'''

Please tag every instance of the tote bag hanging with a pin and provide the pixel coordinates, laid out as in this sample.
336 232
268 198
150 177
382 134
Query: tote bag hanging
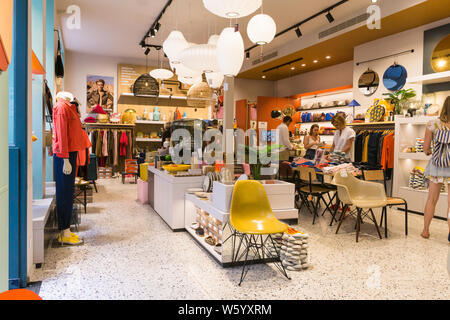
441 150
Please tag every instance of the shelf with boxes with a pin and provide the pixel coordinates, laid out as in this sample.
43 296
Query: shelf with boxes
409 165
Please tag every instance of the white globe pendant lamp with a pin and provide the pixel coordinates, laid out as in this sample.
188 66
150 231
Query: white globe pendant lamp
230 52
214 79
200 57
261 29
173 45
190 80
213 39
232 8
161 74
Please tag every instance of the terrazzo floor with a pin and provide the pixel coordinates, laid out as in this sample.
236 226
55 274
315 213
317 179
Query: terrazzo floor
130 253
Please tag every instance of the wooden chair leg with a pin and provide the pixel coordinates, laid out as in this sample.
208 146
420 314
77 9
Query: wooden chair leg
406 218
376 224
343 216
358 223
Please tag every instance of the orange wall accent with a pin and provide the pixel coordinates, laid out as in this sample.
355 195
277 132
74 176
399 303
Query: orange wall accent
265 105
297 96
6 21
242 114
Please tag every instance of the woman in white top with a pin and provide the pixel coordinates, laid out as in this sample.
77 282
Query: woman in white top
344 136
312 142
438 169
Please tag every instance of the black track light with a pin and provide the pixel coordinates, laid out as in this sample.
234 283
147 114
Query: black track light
329 17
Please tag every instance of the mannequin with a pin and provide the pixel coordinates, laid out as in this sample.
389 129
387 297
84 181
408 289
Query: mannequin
68 139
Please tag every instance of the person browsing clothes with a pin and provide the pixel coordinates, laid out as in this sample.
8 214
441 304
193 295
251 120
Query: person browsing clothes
312 142
437 134
283 131
344 136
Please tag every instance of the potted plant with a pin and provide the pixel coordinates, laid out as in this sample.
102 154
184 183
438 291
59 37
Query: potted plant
254 153
400 99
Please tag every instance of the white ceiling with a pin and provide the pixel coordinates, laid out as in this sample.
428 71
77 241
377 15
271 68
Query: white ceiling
115 27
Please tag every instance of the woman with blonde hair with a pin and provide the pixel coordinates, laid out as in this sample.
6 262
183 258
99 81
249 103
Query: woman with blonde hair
438 169
344 136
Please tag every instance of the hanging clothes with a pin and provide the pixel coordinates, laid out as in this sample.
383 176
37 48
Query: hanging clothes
387 158
98 146
105 144
123 144
116 153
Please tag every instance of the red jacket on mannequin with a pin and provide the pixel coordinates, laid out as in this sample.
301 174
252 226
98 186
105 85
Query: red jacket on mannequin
68 135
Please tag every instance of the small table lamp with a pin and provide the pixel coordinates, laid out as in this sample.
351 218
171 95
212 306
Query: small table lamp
354 104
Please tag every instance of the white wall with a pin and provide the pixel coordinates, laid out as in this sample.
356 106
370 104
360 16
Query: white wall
252 89
79 65
331 77
413 62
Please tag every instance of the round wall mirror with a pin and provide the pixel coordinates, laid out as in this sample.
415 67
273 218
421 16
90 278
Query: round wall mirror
395 77
369 82
440 59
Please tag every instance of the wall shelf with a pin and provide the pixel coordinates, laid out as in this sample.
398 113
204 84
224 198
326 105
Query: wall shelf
150 122
414 156
148 140
439 77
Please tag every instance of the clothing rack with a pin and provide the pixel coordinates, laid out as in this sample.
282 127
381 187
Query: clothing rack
91 128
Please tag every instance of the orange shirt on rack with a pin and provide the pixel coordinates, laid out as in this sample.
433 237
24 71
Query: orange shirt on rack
387 155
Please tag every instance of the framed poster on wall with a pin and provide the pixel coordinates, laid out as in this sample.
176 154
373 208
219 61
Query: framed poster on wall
100 91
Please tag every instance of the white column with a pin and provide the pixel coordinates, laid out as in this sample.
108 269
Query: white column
228 121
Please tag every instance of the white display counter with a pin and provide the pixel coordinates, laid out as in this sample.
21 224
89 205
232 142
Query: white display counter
215 223
169 194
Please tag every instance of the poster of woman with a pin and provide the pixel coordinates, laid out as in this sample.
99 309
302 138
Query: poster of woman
100 91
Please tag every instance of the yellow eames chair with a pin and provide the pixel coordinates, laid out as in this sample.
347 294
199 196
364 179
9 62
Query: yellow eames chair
252 217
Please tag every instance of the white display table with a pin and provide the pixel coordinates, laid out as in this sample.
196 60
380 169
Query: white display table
216 222
169 194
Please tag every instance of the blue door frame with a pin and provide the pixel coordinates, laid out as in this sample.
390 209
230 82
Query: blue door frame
18 148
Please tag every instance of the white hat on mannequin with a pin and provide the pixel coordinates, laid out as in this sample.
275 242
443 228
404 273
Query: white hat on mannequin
65 95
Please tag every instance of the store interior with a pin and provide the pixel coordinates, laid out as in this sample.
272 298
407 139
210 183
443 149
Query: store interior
201 149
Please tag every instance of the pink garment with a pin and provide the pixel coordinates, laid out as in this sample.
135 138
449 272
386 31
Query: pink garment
105 144
116 155
123 144
68 135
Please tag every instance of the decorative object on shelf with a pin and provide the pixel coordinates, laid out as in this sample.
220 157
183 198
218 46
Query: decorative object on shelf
230 51
354 104
417 179
161 74
200 95
156 114
288 111
394 78
146 85
400 99
432 110
261 29
440 59
173 45
129 116
376 112
200 57
232 8
368 82
214 79
275 114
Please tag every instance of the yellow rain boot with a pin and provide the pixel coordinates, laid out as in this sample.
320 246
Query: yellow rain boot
70 241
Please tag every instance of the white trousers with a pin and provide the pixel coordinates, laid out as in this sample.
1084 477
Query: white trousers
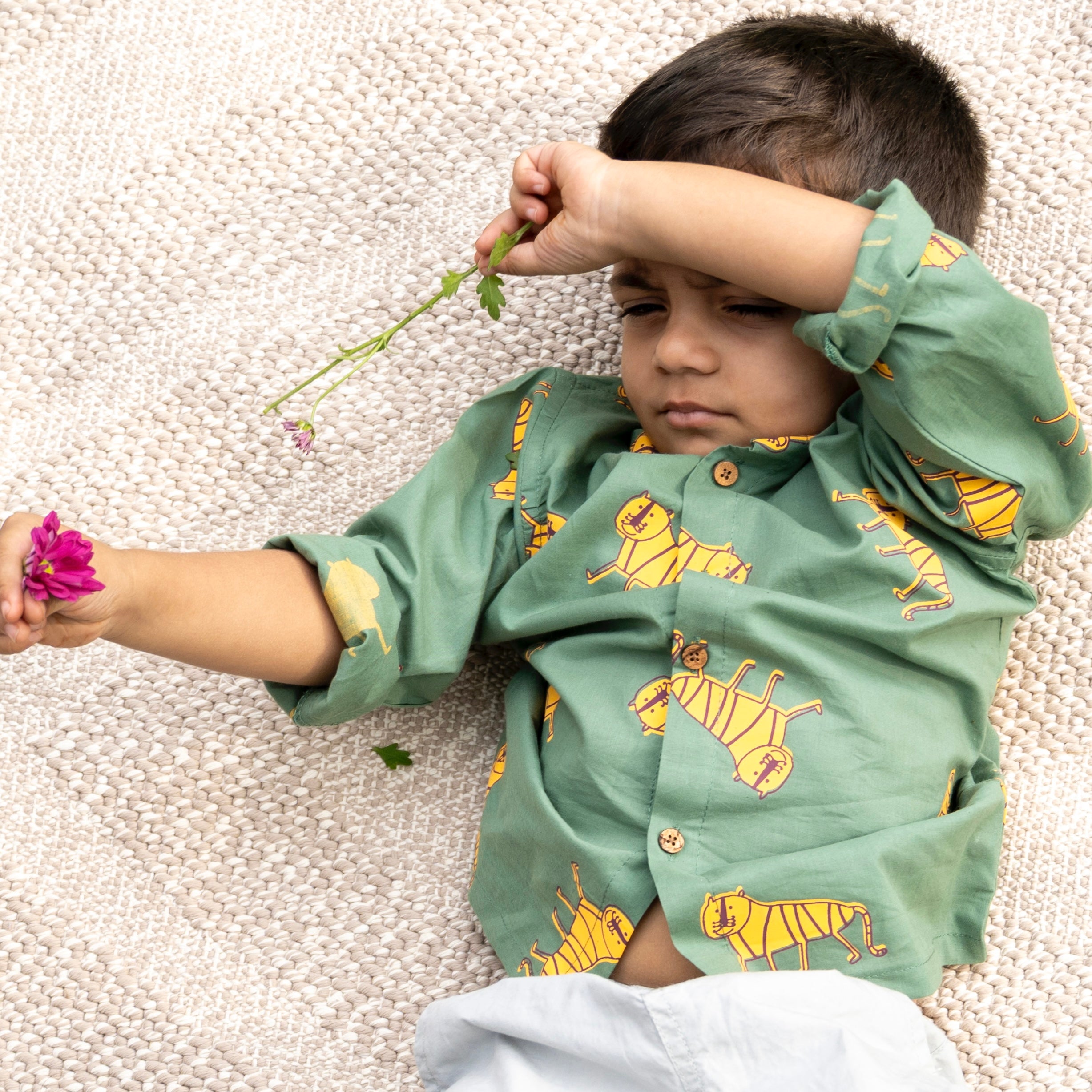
790 1031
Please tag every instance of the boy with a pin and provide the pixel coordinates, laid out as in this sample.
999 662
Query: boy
764 587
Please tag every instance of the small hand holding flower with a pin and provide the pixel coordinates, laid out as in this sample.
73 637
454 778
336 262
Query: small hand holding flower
57 564
48 591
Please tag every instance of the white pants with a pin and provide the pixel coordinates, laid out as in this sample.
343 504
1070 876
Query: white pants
790 1031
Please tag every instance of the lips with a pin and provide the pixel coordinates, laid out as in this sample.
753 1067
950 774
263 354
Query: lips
685 414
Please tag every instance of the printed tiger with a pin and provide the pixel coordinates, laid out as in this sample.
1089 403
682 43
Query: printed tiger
760 930
594 937
650 556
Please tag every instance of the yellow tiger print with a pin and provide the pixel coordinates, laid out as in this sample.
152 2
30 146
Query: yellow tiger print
760 930
947 803
781 443
505 490
931 570
553 700
942 254
990 507
650 704
495 774
594 937
650 556
750 726
1069 412
543 532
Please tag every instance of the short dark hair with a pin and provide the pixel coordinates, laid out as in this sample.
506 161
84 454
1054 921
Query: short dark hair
837 106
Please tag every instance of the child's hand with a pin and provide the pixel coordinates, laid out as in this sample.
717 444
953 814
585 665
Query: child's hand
569 191
27 621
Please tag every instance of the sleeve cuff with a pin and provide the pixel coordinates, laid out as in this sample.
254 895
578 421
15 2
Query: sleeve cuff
362 603
888 262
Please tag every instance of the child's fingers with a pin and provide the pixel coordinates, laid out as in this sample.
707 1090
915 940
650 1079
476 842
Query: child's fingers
15 545
35 612
22 639
527 177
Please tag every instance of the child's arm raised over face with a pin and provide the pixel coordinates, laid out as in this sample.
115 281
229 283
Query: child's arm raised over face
790 244
254 613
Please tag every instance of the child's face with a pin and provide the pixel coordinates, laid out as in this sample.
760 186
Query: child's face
706 363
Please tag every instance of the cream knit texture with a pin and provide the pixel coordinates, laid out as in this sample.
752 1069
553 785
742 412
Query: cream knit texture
199 199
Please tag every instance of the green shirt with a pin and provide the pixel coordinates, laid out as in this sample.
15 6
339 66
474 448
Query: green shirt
757 683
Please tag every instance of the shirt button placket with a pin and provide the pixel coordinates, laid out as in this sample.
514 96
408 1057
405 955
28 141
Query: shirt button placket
725 473
671 840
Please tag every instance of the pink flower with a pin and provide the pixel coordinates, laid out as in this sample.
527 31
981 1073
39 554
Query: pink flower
57 565
303 434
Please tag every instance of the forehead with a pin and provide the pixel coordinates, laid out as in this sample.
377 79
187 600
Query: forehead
637 273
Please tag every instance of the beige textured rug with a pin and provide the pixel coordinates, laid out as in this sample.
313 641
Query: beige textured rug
198 200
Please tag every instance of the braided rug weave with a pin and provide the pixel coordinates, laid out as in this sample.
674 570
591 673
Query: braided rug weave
199 199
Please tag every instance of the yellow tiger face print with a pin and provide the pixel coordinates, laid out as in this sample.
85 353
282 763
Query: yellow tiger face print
351 593
931 572
642 519
760 930
543 532
1067 414
505 490
498 768
990 507
749 725
594 937
650 704
650 556
943 254
781 443
553 700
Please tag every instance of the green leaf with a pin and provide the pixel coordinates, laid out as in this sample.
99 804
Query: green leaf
449 285
488 289
504 245
394 757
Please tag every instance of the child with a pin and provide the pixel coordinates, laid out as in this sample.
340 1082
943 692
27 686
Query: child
764 586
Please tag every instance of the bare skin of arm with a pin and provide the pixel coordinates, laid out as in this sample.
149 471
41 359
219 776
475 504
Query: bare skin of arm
262 614
591 211
255 613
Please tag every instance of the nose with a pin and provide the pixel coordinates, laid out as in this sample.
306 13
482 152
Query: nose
683 347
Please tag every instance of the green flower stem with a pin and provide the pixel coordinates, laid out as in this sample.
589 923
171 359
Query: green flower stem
488 290
385 339
346 355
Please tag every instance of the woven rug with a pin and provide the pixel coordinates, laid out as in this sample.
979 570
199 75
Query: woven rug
199 200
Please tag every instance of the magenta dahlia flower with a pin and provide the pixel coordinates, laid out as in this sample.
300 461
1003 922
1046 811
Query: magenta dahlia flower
302 433
57 565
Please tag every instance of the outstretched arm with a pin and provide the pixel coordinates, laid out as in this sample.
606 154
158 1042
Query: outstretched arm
259 613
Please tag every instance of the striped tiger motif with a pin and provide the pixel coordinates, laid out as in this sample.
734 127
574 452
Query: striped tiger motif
594 937
990 507
760 930
652 557
931 570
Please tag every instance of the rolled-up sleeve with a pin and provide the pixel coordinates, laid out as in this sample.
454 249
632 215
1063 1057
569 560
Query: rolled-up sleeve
409 580
967 423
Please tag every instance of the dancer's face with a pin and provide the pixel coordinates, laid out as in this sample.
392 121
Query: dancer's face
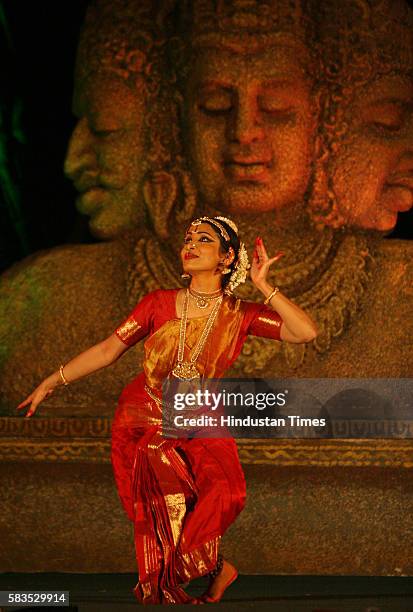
372 171
202 250
106 151
250 125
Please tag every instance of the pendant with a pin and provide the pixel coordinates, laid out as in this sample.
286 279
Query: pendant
201 303
185 371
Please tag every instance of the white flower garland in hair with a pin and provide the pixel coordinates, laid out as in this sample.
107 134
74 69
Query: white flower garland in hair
239 275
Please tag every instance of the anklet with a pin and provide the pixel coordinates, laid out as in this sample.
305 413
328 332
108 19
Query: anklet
220 562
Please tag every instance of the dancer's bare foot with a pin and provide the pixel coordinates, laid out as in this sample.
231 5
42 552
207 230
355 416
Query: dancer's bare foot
220 583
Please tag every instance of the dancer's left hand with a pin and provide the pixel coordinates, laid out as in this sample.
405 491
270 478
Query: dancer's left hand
261 263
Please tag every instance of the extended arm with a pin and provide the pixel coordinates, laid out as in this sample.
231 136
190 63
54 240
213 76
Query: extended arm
135 327
296 325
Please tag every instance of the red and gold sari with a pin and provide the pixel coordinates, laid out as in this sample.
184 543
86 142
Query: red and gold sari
181 494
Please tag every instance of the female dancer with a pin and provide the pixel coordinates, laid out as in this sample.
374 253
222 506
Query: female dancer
182 494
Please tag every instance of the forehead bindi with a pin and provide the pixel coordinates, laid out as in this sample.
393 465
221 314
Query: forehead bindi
202 228
229 68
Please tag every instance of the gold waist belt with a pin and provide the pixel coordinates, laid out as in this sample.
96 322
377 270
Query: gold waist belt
156 398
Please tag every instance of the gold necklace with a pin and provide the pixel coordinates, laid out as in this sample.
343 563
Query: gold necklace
202 299
187 370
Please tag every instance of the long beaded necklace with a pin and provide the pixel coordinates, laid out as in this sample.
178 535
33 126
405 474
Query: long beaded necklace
187 370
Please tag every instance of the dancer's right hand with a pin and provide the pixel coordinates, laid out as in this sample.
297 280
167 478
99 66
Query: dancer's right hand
38 395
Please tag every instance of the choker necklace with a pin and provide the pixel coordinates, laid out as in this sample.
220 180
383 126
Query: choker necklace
187 370
202 299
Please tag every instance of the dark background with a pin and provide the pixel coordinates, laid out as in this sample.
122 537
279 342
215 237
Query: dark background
37 49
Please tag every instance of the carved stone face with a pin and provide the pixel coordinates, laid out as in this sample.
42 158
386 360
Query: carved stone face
371 172
249 122
106 151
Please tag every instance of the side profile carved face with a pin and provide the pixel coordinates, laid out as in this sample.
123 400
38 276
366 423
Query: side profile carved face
106 152
371 171
249 120
366 50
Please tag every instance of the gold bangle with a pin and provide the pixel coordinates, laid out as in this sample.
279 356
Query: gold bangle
274 292
62 375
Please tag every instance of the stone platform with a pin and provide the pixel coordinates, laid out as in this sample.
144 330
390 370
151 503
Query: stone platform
314 507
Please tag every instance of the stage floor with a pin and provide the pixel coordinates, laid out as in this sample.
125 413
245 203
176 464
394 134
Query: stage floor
113 592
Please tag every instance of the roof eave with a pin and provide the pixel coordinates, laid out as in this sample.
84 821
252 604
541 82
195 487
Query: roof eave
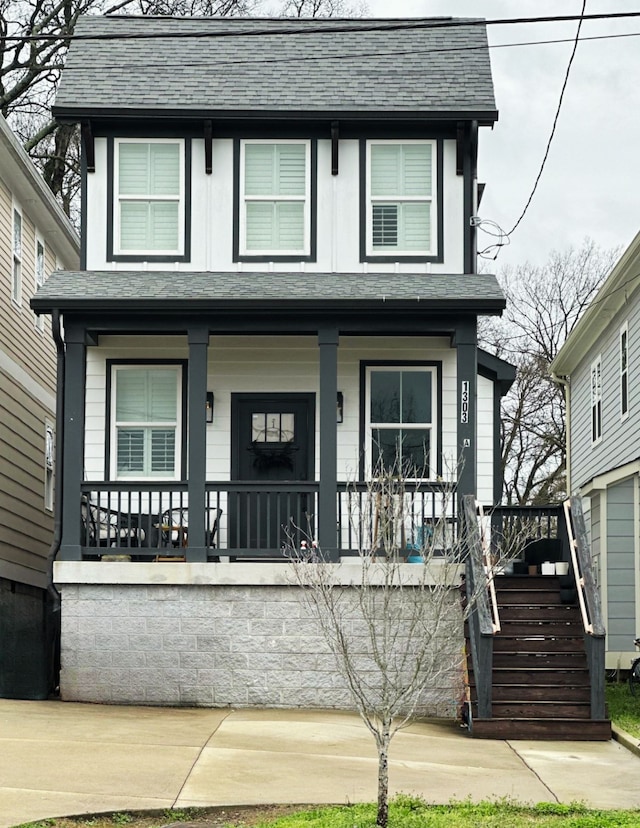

'''

#### Stated exercise
Find every line in the items above that contains the string "outstretched" and copy each such line in full. Case counts.

#### Problem solution
Please tag every instance of the outstretched arm with a pin and provide the pixel coordinates, laid out as in this sample.
Query: outstretched arm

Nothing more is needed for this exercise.